**PERINTAH KERJA A**
Sunting kutipan tentang keuangan Garuda Indonesia: tulis ulang bagian dari "Ekuitas Garuda pun" sampai dengan "sejumlah US$3,87 miliar.", keduanya termasuk, dan ganti "defisiensi modal" dengan "kekurangan modal".
**PERINTAH KERJA B**
Teruskan kutipan tentang laporan keuangan Garuda Indonesia tahun 2020, mulai setelah kalimat terakhirnya.

**KUTIPAN PILIHAN**
Emiten maskapai BUMN, PT Garuda Indonesia (Persero) Tbk. (GIAA) mencatatkan kerugian senilai US$2,44 miliar atau setara dengan Rp34,45 triliun pada 2020.
Berdasarkan laporan keuangan per 31 Desember 2020, Garuda Indonesia mencatatkan pendapatan US$1,49 miliar atau sekitar Rp21,04 triliun. Nilai itu turun 67,36 persen dari pendapatan pada 2019 sejumlah US$4,57 miliar atau Rp64,48 triliun.
Penerbangan berjadwal menjadi kontributor utama pendapatan Garuda senilai US$1,2 miliar pada 2020, anjlok dari 2019 sejumlah US$3,77 miliar.
Sementara itu, Garuda harus menanggung beban operasional penerbangan US$1,65 miliar pada 2020, lebih besar dari raihan pendapatan perusahaan. Selain itu, masih ada beban lainnya seperti beban bandara, pelayanan penumpang, operasional jaringan, dan sebagainya
Garuda Indonesia pun membukukan rugi bersih US$2,44 miliar atau setara dengan Rp34,45 triliun pada 2020. Kerugian itu membengkak dari rugi bersih pada 2019 senilai US$38,94 juta.
Ekuitas Garuda pun negatif atau defisiensi modal US$1,94 miliar pada akhir 2020. Kondisi itu berbalik dari ekuitas positif US$582,58 juta pada 2019.
Liabilitas Garuda mencapai US$12,73 miliar pada 2020, dengan perincian liabilitas jangka panjang US$8,44 miliar dan jangka pendek US$4,29 miliar. Liabilitas Garuda bertambah dari 2019 sejumlah US$3,87 miliar.
Dalam laporan keuanganya, manajemen Garuda menjelaskan Grup mengalami kerugian sebesar US$2,5 miliar dan pada tanggal 31 Desember 2020, liabilitas jangka pendek Grup melebihi aset lancarnya sejumlah US$3,8 miliar.

(Data Tersimpan)
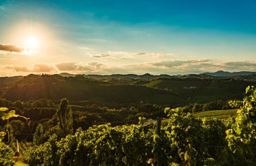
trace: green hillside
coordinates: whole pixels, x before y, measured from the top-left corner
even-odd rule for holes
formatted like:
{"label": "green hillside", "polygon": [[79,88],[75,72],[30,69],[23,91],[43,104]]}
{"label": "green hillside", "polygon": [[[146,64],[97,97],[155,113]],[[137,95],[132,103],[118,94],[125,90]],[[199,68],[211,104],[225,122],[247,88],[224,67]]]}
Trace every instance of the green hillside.
{"label": "green hillside", "polygon": [[214,111],[207,111],[201,112],[193,114],[195,117],[198,118],[215,118],[217,119],[224,119],[230,117],[236,116],[237,109],[234,110],[214,110]]}

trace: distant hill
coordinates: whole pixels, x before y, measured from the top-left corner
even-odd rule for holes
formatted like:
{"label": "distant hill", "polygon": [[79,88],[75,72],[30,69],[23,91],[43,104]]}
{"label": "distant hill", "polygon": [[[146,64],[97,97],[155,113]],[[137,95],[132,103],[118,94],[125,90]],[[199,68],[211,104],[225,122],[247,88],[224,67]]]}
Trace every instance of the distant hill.
{"label": "distant hill", "polygon": [[22,78],[1,78],[0,97],[23,101],[42,98],[86,100],[101,103],[187,103],[186,99],[168,91],[130,85],[113,85],[86,78],[30,75]]}
{"label": "distant hill", "polygon": [[228,71],[218,71],[215,73],[203,73],[203,74],[210,75],[210,76],[214,76],[214,77],[234,77],[234,76],[256,75],[256,72],[251,72],[251,71],[228,72]]}
{"label": "distant hill", "polygon": [[72,101],[119,106],[139,103],[141,101],[161,105],[185,105],[242,99],[246,87],[256,83],[251,75],[231,79],[219,79],[205,74],[164,75],[164,78],[150,74],[65,75],[69,77],[30,75],[0,77],[0,97],[11,101],[67,97]]}
{"label": "distant hill", "polygon": [[59,74],[59,75],[61,75],[62,77],[75,77],[75,75],[69,74],[68,73],[61,73],[61,74]]}
{"label": "distant hill", "polygon": [[[144,75],[134,75],[134,74],[127,74],[127,75],[121,75],[121,74],[113,74],[110,75],[85,75],[85,74],[79,74],[79,75],[73,75],[67,73],[62,73],[59,74],[59,75],[61,75],[63,77],[84,77],[85,78],[90,78],[96,80],[104,80],[104,79],[123,79],[123,80],[132,80],[132,79],[137,79],[137,80],[152,80],[152,79],[173,79],[173,78],[179,78],[179,79],[185,79],[185,78],[195,78],[195,79],[223,79],[219,77],[236,77],[238,76],[248,76],[253,75],[255,78],[256,78],[256,72],[251,72],[251,71],[239,71],[239,72],[228,72],[228,71],[219,71],[214,73],[203,73],[199,75],[196,74],[189,74],[184,75],[153,75],[149,73],[146,73]],[[245,77],[246,79],[247,77]],[[243,77],[241,77],[243,79]]]}

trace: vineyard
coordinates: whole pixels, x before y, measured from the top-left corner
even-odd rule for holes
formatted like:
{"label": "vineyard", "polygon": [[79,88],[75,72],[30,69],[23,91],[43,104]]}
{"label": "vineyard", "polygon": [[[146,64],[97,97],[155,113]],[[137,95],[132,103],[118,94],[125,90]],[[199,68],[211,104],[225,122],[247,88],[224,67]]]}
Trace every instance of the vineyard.
{"label": "vineyard", "polygon": [[[139,125],[94,125],[62,138],[53,134],[24,151],[23,161],[45,166],[255,165],[256,90],[249,87],[246,93],[243,102],[230,103],[240,109],[220,114],[229,115],[226,120],[166,108],[168,120],[158,132],[145,118]],[[12,165],[11,150],[0,143],[1,165]]]}

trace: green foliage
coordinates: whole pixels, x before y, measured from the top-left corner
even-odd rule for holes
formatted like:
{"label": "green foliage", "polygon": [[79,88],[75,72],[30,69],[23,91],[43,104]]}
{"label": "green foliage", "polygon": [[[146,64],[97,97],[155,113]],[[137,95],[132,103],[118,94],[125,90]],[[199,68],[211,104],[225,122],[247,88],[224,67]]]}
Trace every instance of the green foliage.
{"label": "green foliage", "polygon": [[14,161],[12,160],[13,156],[14,153],[9,147],[9,146],[0,141],[0,165],[13,165]]}
{"label": "green foliage", "polygon": [[68,104],[68,100],[63,99],[56,113],[58,117],[58,124],[64,136],[73,133],[73,112]]}
{"label": "green foliage", "polygon": [[228,147],[243,164],[248,160],[256,162],[256,89],[249,86],[245,93],[231,128],[226,131]]}
{"label": "green foliage", "polygon": [[30,147],[23,154],[24,162],[31,166],[58,165],[56,164],[58,160],[56,155],[57,141],[57,136],[53,135],[46,142]]}
{"label": "green foliage", "polygon": [[170,163],[199,165],[203,163],[207,149],[202,121],[180,108],[166,108],[170,120],[164,128],[170,150],[166,152]]}
{"label": "green foliage", "polygon": [[44,128],[41,124],[39,124],[36,128],[34,134],[33,142],[36,145],[39,145],[43,142]]}

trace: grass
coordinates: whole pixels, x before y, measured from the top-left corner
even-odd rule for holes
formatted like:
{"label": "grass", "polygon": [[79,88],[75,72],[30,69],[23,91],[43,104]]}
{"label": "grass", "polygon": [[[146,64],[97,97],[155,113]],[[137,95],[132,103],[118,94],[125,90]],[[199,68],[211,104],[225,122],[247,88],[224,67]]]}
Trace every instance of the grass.
{"label": "grass", "polygon": [[228,118],[229,117],[236,116],[237,109],[233,110],[214,110],[214,111],[207,111],[201,112],[193,114],[195,117],[198,118],[216,118],[217,119],[224,119]]}
{"label": "grass", "polygon": [[[196,118],[217,118],[219,120],[228,118],[230,117],[236,116],[237,109],[226,110],[214,110],[200,112],[193,114]],[[162,120],[162,124],[166,124],[168,122],[168,119]]]}
{"label": "grass", "polygon": [[15,163],[14,166],[28,166],[28,164],[25,164],[22,161],[17,161]]}

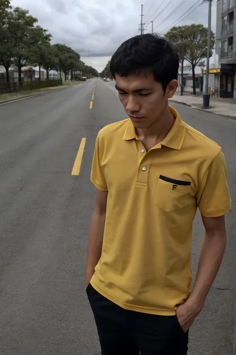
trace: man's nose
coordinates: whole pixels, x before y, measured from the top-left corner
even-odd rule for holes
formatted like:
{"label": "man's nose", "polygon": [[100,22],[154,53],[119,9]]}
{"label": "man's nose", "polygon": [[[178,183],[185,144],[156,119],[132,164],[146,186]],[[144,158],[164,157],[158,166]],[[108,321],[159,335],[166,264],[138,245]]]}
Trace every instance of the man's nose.
{"label": "man's nose", "polygon": [[138,100],[135,99],[135,98],[133,96],[130,95],[128,97],[125,108],[126,111],[128,111],[130,112],[135,111],[139,111],[140,105],[138,103]]}

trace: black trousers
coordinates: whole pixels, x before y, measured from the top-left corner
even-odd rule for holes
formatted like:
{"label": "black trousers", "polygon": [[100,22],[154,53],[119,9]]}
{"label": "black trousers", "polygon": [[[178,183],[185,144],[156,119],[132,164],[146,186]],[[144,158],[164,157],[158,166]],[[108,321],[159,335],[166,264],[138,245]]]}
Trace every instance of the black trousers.
{"label": "black trousers", "polygon": [[90,284],[87,293],[93,310],[102,355],[186,355],[188,332],[176,316],[157,316],[121,308]]}

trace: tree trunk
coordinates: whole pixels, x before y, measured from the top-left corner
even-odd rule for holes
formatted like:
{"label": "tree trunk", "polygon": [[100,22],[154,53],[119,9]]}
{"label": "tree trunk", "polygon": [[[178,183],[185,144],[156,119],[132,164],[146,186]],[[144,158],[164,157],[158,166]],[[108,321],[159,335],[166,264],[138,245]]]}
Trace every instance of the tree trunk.
{"label": "tree trunk", "polygon": [[9,67],[5,67],[6,70],[6,83],[10,82],[10,76],[9,75]]}
{"label": "tree trunk", "polygon": [[21,61],[20,58],[18,58],[18,81],[22,83],[21,79]]}
{"label": "tree trunk", "polygon": [[192,71],[193,72],[193,93],[196,95],[196,80],[195,80],[195,67],[192,64]]}
{"label": "tree trunk", "polygon": [[184,58],[183,58],[181,60],[181,96],[184,93]]}

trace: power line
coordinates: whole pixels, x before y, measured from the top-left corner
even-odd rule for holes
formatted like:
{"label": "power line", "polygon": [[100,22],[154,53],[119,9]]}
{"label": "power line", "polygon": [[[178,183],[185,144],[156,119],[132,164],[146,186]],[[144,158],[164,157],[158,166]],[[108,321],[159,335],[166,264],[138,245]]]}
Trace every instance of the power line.
{"label": "power line", "polygon": [[[169,13],[168,16],[166,16],[166,17],[165,17],[165,18],[164,18],[163,20],[162,20],[162,21],[160,22],[160,23],[159,23],[159,24],[158,24],[158,26],[161,26],[161,25],[162,25],[163,23],[164,23],[165,22],[165,21],[166,21],[166,20],[168,19],[168,18],[169,18],[169,17],[170,17],[170,16],[172,16],[172,15],[173,15],[173,14],[174,13],[174,12],[175,12],[175,11],[176,11],[177,10],[178,10],[179,8],[180,8],[180,7],[181,7],[181,6],[182,6],[182,5],[183,5],[184,3],[186,2],[186,1],[187,1],[187,0],[182,0],[182,1],[181,1],[181,2],[180,2],[180,3],[179,3],[179,4],[175,7],[175,8],[174,8],[174,9],[173,10],[173,11],[172,11],[170,13]],[[157,28],[157,27],[156,27],[156,28]]]}
{"label": "power line", "polygon": [[[158,7],[156,9],[156,11],[155,11],[155,12],[154,13],[153,13],[152,15],[151,16],[150,16],[150,17],[148,18],[148,19],[147,21],[147,22],[148,22],[148,21],[149,21],[149,20],[151,19],[151,18],[153,16],[154,16],[155,15],[155,13],[156,13],[157,11],[159,10],[159,9],[160,8],[160,7],[162,5],[162,4],[165,1],[165,0],[162,0],[160,4],[158,6]],[[149,23],[150,23],[150,22],[149,22]]]}
{"label": "power line", "polygon": [[171,3],[171,2],[172,2],[173,1],[174,1],[174,0],[170,0],[170,1],[169,1],[169,2],[168,2],[167,4],[166,4],[166,6],[164,7],[164,8],[163,8],[163,9],[162,9],[162,10],[161,11],[161,12],[159,12],[159,13],[156,16],[156,17],[155,17],[153,19],[153,20],[154,21],[154,20],[155,20],[156,18],[157,18],[157,17],[159,17],[159,16],[160,16],[160,15],[161,15],[161,14],[162,13],[162,12],[163,12],[165,11],[165,10],[166,8],[167,8],[167,7],[168,7],[168,6],[169,6],[169,5],[170,5],[170,4]]}
{"label": "power line", "polygon": [[152,6],[153,6],[153,5],[154,4],[154,3],[155,3],[155,2],[156,2],[156,0],[153,0],[153,2],[152,2],[152,3],[151,3],[151,6],[150,6],[150,7],[149,8],[148,10],[147,11],[147,12],[149,12],[150,10],[151,9],[151,8],[152,8]]}
{"label": "power line", "polygon": [[[190,12],[189,12],[189,13],[187,13],[187,12],[188,12],[188,11],[190,10],[191,10],[192,8],[193,8],[193,7],[194,7],[196,5],[197,5],[197,4],[198,2],[200,2],[200,1],[202,1],[202,0],[198,0],[192,6],[191,6],[191,7],[190,7],[187,11],[186,11],[185,12],[184,12],[184,13],[183,13],[182,15],[181,15],[181,16],[180,17],[179,17],[179,18],[178,18],[177,20],[176,20],[176,21],[175,21],[172,23],[172,25],[170,25],[170,26],[168,26],[167,27],[166,27],[165,29],[165,30],[164,30],[163,31],[163,32],[165,32],[170,27],[172,28],[172,27],[174,27],[174,26],[176,26],[176,25],[177,25],[178,23],[179,23],[179,22],[180,22],[182,21],[183,21],[183,20],[184,20],[184,19],[186,18],[186,17],[187,17],[188,16],[189,16],[189,15],[190,14],[191,14],[192,12],[193,12],[194,11],[196,10],[197,8],[198,8],[198,7],[199,7],[200,6],[201,6],[201,5],[202,5],[203,2],[201,2],[201,3],[200,3],[198,5],[198,6],[197,6],[197,7],[195,7],[195,8],[194,8]],[[185,14],[187,14],[187,14],[184,17],[182,18],[182,17],[183,17],[183,16],[184,16],[184,15],[185,15]],[[179,21],[179,20],[180,20]]]}

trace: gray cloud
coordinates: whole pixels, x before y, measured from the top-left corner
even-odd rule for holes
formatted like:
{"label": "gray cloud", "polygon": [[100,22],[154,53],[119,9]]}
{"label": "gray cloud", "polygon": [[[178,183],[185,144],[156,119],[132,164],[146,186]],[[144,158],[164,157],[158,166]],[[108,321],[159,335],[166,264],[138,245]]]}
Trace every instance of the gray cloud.
{"label": "gray cloud", "polygon": [[[196,2],[196,0],[187,0],[164,23],[158,26],[179,3],[179,0],[173,0],[171,5],[162,13],[162,8],[169,0],[166,0],[154,16],[160,13],[154,22],[157,32],[161,33]],[[101,61],[102,58],[103,61],[107,61],[120,43],[134,33],[138,33],[141,4],[144,3],[143,21],[148,24],[147,30],[150,31],[151,25],[148,22],[153,19],[153,14],[161,1],[162,0],[12,0],[11,4],[28,9],[31,14],[37,17],[39,24],[48,29],[53,35],[53,43],[70,46],[80,53],[85,62],[88,58],[90,65],[94,63],[97,69],[101,71],[106,64]],[[204,4],[178,24],[194,22],[206,25],[207,10],[207,5]],[[215,12],[215,16],[216,14]],[[92,60],[92,57],[95,58]],[[101,60],[97,60],[96,58]]]}

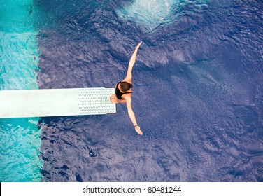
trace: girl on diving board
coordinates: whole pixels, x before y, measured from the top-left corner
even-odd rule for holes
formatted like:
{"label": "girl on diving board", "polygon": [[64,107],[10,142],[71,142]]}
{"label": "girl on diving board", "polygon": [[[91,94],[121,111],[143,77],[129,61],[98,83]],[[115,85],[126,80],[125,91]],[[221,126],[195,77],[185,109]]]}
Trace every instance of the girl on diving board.
{"label": "girl on diving board", "polygon": [[129,116],[131,118],[132,123],[134,124],[135,130],[140,135],[142,135],[143,132],[141,131],[140,127],[138,126],[137,125],[136,119],[135,118],[134,113],[132,111],[132,68],[134,67],[134,65],[135,64],[137,52],[141,43],[142,41],[141,41],[138,44],[138,46],[135,48],[134,53],[132,54],[131,59],[129,60],[128,71],[127,73],[126,78],[122,81],[119,82],[115,85],[115,94],[111,96],[111,102],[113,104],[126,103]]}

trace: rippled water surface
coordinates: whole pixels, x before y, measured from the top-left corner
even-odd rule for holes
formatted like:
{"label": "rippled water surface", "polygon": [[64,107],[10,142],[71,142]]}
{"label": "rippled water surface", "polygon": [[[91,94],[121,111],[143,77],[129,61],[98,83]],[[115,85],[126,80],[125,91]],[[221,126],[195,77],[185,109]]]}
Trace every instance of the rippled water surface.
{"label": "rippled water surface", "polygon": [[[17,57],[27,74],[2,61],[1,89],[113,87],[143,41],[132,106],[144,134],[125,105],[113,115],[26,119],[33,128],[0,121],[1,181],[19,181],[17,160],[6,160],[20,127],[29,145],[13,142],[39,149],[37,161],[20,159],[38,171],[27,181],[263,181],[261,1],[36,0],[24,8],[36,42]],[[23,54],[6,34],[2,54]]]}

**JAWABAN YANG DIHARAPKAN A**
Ekuitas Garuda pun negatif atau kekurangan modal US$1,94 miliar pada akhir 2020. Kondisi itu berbalik dari ekuitas positif US$582,58 juta pada 2019.
Liabilitas Garuda mencapai US$12,73 miliar pada 2020, dengan perincian liabilitas jangka panjang US$8,44 miliar dan jangka pendek US$4,29 miliar. Liabilitas Garuda bertambah dari 2019 sejumlah US$3,87 miliar.

**JAWABAN YANG DIHARAPKAN B**
Garuda mengalami defisiensi ekuitas sebesar US$1,9 miliar. Pandemi COVID-19, diikuti dengan pembatasan perjalanan, telah menyebabkan penurunan perjalanan udara yang signifikan, dan memiliki dampak buruk pada operasi dan likuiditas Grup.
Sebagai bagian dari usaha berkesinambungan untuk menghadapi dan mengelola kondisi di atas, Garuda mengambil langkah-langkah yang telah dan akan dilaksanakan secara berkelanjutan sebagai berikut:
– Optimalisasi pendapatan penumpang berjadwal baik rute domestik dan internasional melalui optimalisasi produksi serta strategi dynamic pricing;
– Meningkatkan pendapatan kargo berjadwal, salah satunya dengan melakukan penerbangan cargo only selama masa pandemi untuk mengkompensasi penurunan pendapatan dari penumpang sesuai dengan peraturan yang berlaku;
– Menutup rute-rute yang tidak menghasilkan profit;
– Rightsizing untuk meningkatkan margin di rute-rute potensial;
– Meningkatkan charter revenue yang berkelanjutan dengan membuat kerjasama kemitraan jangka pendek dan jangka panjang;
– Menerapkan protokol COVID-19 pada seluruh titik layanan Garuda Indonesia (Cleanliness, Safety and Healthiness), serta melakukan campaign melalui social media;.